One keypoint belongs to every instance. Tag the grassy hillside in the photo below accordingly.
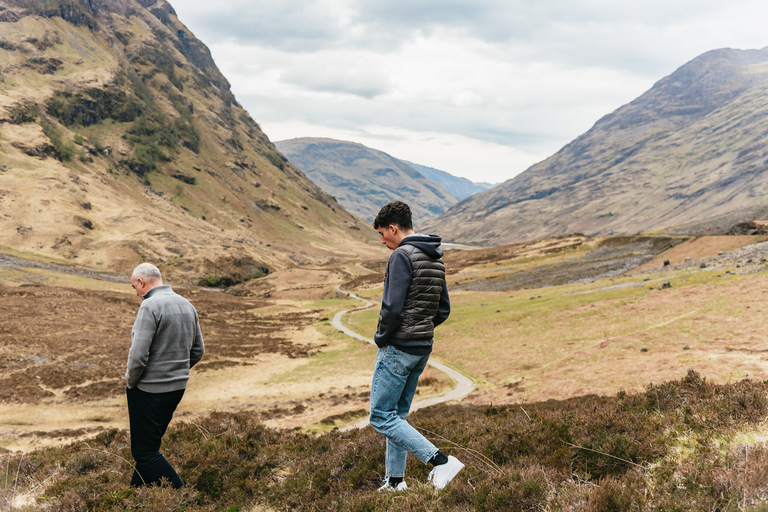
(121, 141)
(688, 150)
(687, 445)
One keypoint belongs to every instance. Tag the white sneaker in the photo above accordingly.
(388, 488)
(444, 473)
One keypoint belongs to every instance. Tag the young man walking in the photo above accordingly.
(165, 343)
(414, 302)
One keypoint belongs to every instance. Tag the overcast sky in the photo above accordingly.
(478, 88)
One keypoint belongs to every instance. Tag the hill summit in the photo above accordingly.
(691, 148)
(364, 179)
(121, 141)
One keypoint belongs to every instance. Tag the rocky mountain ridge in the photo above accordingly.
(691, 148)
(121, 141)
(364, 179)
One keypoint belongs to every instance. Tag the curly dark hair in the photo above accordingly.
(397, 213)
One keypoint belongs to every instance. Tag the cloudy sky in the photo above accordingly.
(478, 88)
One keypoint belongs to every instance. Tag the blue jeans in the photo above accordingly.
(394, 384)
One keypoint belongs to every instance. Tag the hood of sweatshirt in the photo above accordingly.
(429, 244)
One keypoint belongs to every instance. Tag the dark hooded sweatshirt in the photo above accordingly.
(415, 298)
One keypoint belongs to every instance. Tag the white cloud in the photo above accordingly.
(516, 79)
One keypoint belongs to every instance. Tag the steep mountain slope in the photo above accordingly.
(459, 188)
(121, 141)
(693, 147)
(364, 179)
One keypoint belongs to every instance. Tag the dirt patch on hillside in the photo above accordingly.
(701, 247)
(458, 259)
(66, 344)
(612, 257)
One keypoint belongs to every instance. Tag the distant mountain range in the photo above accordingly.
(694, 147)
(459, 188)
(363, 179)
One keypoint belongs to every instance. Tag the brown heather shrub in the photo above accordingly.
(667, 449)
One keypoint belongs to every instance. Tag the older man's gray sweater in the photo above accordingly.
(165, 342)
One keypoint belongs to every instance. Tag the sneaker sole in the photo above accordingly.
(452, 475)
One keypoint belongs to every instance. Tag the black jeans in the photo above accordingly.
(149, 415)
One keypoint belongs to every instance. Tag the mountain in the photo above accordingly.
(694, 147)
(121, 142)
(456, 186)
(364, 179)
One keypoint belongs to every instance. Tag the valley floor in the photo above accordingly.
(688, 308)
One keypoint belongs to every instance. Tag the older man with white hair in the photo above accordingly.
(165, 343)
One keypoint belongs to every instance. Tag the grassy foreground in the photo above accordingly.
(678, 446)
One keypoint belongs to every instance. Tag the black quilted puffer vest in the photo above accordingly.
(423, 296)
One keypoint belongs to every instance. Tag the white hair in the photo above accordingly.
(146, 271)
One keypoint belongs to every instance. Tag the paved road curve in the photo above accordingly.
(464, 385)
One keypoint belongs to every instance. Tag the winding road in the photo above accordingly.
(464, 384)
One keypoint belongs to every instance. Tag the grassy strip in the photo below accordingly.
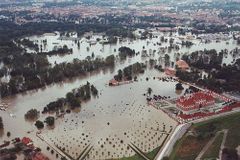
(213, 150)
(184, 148)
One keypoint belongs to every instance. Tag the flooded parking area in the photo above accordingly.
(110, 124)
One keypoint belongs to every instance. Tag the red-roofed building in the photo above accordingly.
(182, 65)
(39, 156)
(27, 141)
(194, 102)
(170, 71)
(113, 82)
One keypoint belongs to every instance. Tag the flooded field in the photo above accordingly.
(107, 126)
(87, 47)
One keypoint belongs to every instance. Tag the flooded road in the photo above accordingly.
(119, 116)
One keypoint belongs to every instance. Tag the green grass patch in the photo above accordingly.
(213, 150)
(186, 147)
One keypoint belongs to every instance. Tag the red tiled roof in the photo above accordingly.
(26, 140)
(39, 156)
(195, 100)
(182, 64)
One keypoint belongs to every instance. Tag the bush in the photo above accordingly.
(39, 124)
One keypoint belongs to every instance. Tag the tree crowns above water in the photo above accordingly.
(73, 99)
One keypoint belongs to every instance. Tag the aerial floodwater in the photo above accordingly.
(118, 122)
(119, 80)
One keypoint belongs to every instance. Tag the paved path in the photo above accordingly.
(178, 133)
(223, 142)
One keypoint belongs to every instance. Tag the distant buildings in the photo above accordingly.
(181, 64)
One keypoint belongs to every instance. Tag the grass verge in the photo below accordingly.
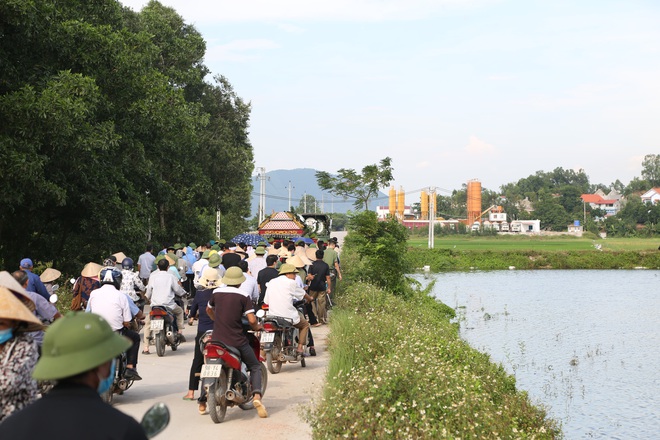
(399, 369)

***

▶ **WHAT IS EXPECTED**:
Leave out the pictures and set down all of the data exactly.

▶ **RESPONSE AREA**:
One keypoint belongs to every instance. Tag the grassy hillside in the photo below accordingly.
(121, 141)
(688, 150)
(687, 445)
One keypoint belongs to every instance. Tag the white sneaker in the photo above accordingly.
(388, 488)
(444, 473)
One keypoint belongs to every instance. Tag the young man walking in the photo above accordingly.
(165, 343)
(414, 302)
One keypoint belongs to every instance. Tag the overcast sky in the photo above accordingly.
(478, 88)
One keypoint belongs to every instance. Tag the hill summit in the photo above accordingly.
(691, 148)
(364, 179)
(121, 141)
One keypoint belongs to every instance. Tag the rocky mountain ridge in the photo above accordingly.
(691, 148)
(121, 141)
(364, 179)
One keypoint belongs to every instance. Tag the curly dark hair in the photo above accordingly.
(397, 213)
One keypoint belongs to every instance. Tag the cloudy sky in the photo above accordingly.
(478, 88)
One keypoint belongs to every instance. Tag the blue jeans in the photo above accordingly.
(394, 384)
One keypoint belongs to every instance. Tag the hood of sweatshirt in the photo above accordingly.
(429, 244)
One keypoint belongs to every instance. Tag the dark hooded sweatshirt in the photo above accordingly.
(415, 298)
One keypoint belongs to every instance. Tag the white cloud in the photo above accordingly.
(516, 79)
One keypoint belongs to every instance. Tag the steep mountain slope in the photo above accordingly.
(459, 188)
(121, 141)
(693, 147)
(364, 179)
One keypoint belongs to every instance. Tag the dirt patch on hillside in the photo above accordingly.
(701, 247)
(458, 259)
(66, 344)
(612, 257)
One keypoint belongs to every instance. Tag the distant mountain range in the photo above accordingly.
(694, 147)
(459, 188)
(363, 179)
One keypoint belongs to every instance. Tag the brown heather shrub in the photo above accordingly.
(667, 449)
One keypoint belongs to every instance. Tag the older man's gray sweater in the photo above accordingly.
(165, 342)
One keypoint belongs to every instance. Tag the sneaker sole in the photo above accordingly.
(452, 475)
One keypoint belongs to every instance. Tag the black jeans in the photo above accordingly.
(149, 415)
One keypoint belongs to every instance. Tag the mountain in the photo above accordingly.
(694, 147)
(121, 142)
(456, 186)
(364, 179)
One keypoint belongs to every instance. Tag the valley floor in the photo above accordingly.
(688, 308)
One keypoint belongs to every instance. Tag the older man with white hair in the photo above accordingly.
(165, 343)
One keypoint belongs to every instance. Tag the grassy foreground in the photo above accordingly.
(678, 446)
One keypoint belongs to every instance. Tag the black quilted puffer vest in the photo above accordingly.
(423, 296)
One keypoint belongs to every instance. Tag the white hair in the photo above accordingly.
(146, 271)
One keypoint belongs to every instance. Tag the paved road curve in the photo above accordingly.
(464, 385)
One keypoint belongs to every instance. Tag the winding road in the photo above accordingly.
(464, 384)
One keypoint belongs to every instance. Tag the grassy strip in the photo below accordingly.
(213, 150)
(184, 148)
One keypoint belongs to every instance. Tag the flooded parking area in the photo above accordingly.
(110, 124)
One keypoint belongs to every instance. Tag the red-roofed building in the photo above accordingly.
(182, 65)
(39, 156)
(27, 141)
(194, 102)
(170, 71)
(113, 82)
One keypoint belongs to every instance. Tag the flooded field in the photo above accordingly.
(107, 126)
(87, 47)
One keypoint belongs to every instance. Tag the flooded road in the photo above accordingly.
(119, 116)
One keypoint belongs to every instance. Tag the green grass patch in the photo above accordingly.
(213, 150)
(186, 147)
One keypoint belongs to every instance. Tag the red tiled roof in the photo above accordingly.
(26, 140)
(39, 156)
(195, 100)
(182, 64)
One keypoint belongs to every instance. Tag the bush in the photo above accordingly.
(39, 124)
One keypoint belongs to every instance. Tag the tree crowns above water in the photo above accordingly.
(73, 99)
One keypoint belongs to every instance. Tag the aerial floodwater in the photo above accordingly.
(118, 122)
(119, 80)
One keypoint belongs to every instance. Tag the paved path in the photo above accordingly.
(178, 133)
(223, 142)
One keypoint belongs to every instance. Tag the distant buildings in the photo above accordingly.
(181, 64)
One keypoint belongs to every instance. Tag the grass verge in the photo below accordingly.
(399, 369)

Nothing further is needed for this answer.